Requirement: Print the entries exactly as given.

Collection entries:
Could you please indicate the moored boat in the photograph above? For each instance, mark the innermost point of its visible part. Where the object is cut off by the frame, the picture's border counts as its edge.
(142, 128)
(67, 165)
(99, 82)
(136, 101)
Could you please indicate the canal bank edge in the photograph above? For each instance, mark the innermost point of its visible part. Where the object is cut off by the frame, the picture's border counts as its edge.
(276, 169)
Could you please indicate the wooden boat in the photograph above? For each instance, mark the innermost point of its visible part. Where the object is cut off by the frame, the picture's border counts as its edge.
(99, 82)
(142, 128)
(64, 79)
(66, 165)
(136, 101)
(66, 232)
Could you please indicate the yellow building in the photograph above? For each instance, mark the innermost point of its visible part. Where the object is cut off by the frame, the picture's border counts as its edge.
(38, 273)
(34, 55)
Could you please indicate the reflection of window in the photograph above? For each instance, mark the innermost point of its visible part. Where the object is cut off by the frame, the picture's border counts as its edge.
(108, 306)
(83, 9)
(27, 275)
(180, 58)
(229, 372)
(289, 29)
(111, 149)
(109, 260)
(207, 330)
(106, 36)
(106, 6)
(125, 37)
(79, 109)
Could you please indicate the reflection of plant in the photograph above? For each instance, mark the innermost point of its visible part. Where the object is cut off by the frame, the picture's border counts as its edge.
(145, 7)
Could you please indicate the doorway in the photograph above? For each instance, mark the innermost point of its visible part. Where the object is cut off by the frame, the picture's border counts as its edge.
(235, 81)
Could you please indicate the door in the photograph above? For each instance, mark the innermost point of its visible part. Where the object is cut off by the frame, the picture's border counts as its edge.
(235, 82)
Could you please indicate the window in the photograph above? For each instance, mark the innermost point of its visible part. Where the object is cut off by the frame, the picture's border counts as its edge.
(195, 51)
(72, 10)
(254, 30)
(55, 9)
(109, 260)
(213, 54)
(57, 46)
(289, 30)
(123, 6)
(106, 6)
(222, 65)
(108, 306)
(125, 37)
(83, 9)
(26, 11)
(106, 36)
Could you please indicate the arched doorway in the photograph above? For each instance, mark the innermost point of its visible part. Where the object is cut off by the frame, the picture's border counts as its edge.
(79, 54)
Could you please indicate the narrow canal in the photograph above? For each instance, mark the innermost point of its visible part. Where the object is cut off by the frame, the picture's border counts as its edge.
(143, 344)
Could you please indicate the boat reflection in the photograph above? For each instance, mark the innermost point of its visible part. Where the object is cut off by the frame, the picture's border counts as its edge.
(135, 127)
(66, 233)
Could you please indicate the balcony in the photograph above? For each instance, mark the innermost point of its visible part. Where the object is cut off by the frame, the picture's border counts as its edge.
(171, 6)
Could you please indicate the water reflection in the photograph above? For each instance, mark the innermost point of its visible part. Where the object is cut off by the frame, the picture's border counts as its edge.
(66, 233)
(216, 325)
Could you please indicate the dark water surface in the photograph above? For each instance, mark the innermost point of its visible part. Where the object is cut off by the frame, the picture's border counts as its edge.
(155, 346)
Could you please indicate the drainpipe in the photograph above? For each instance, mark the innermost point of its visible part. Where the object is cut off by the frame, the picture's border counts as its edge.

Result below:
Could you please indicate the moored boat in the photograph above? For each instance, mark the innermost point of its visible part. Where the object is cut off by the frame, the picture's border counts as its edge.
(142, 128)
(67, 165)
(99, 82)
(136, 101)
Could you please indicate the canal bank edge in the photograph above? For each instance, mark the innermost point of its visible part. Where the object is cut off by the frame, the picture's border counts as its edge.
(276, 169)
Could you please indicate the wooden boat in the photograph above? For each instance, mark the innermost point of its visible part. Where the object is cut off by the frame, the picture's border counts as its edge.
(99, 82)
(142, 128)
(64, 79)
(66, 165)
(136, 101)
(66, 232)
Could you please indicate the yellow building in the photograph above? For each instance, mark the innermost point of its visible part. Where the object is cut off by the frame, the picture's border counts as its edge.
(38, 273)
(34, 55)
Could you please indicate the reflection of window in the photograph above? For each instance, mark the innermost point of its visible part. Where the object is cut off by the frame, the picture's border counts as its edge.
(108, 306)
(83, 9)
(27, 275)
(180, 58)
(229, 372)
(289, 29)
(111, 149)
(109, 260)
(207, 330)
(106, 36)
(106, 6)
(125, 37)
(79, 109)
Could you please indicate the reflection of plant in the photograph above? For each instance, mark the innermost point of its visible part. Where the object is cut off by the frame, the picture's border counts as its edge.
(145, 7)
Could you please indicate the doorway in the photograph above? For each instance, mark the innermost point of its visible part. Where the object is cut off by the frame, the picture's border counts as its edge.
(235, 81)
Could you please indicate the door in the photograph above? For each instance, mark the innermost point of its visible part. Where the object is cut off by the frame, the picture's border counts as its edge.
(235, 82)
Could you please indicate the window in the photograph above? For each instance, mark the innermost point of its visible part. Where the object is cut off by the frame, the picture's border counts as its edge.
(195, 51)
(72, 10)
(254, 30)
(55, 9)
(109, 260)
(213, 54)
(57, 46)
(289, 30)
(123, 6)
(106, 6)
(222, 65)
(108, 306)
(125, 37)
(83, 9)
(26, 11)
(106, 36)
Could you please indicate the arched doorway in the photograph above? For each instance, mark the innermost point of its visible part. Where the object is cut off by the frame, the picture's border counts as its edge.
(79, 54)
Could you please indicate the narrow canal in the photograph above? For each instance, mark the innermost point of its visible part. Where the object is cut off by the frame, the picture's border counts as its edge.
(143, 344)
Could you please indicate the boat reflection in the photograph above? For each instance, mark the innermost point of its visible part. Where the object is cut off by the frame, the picture's border counts as its edge.
(135, 127)
(66, 233)
Could you please indicate the balcony in the photograph above? For each instance, mark the innermost point of its visible part. Where the object is cut off by the frame, the picture's border counts as its edge.
(171, 6)
Could you please indicate the water reflection in the photograph above? For each instance, mark the innermost point of its visible part. Where the object is cut off by the frame, the picture's border counts as its edge.
(66, 233)
(216, 325)
Could you please indicate the dark water surface in the photograph above? For each instance, mark the innermost point of its visible part. Where the object is cut off by the frame, the picture's border counts as its edge.
(155, 346)
Could you please indicate the drainpipe in the photograph above? For each instance, mark the innermost point of its visible part. Where the object is cut off by the frame, the picture's border counts as its edge.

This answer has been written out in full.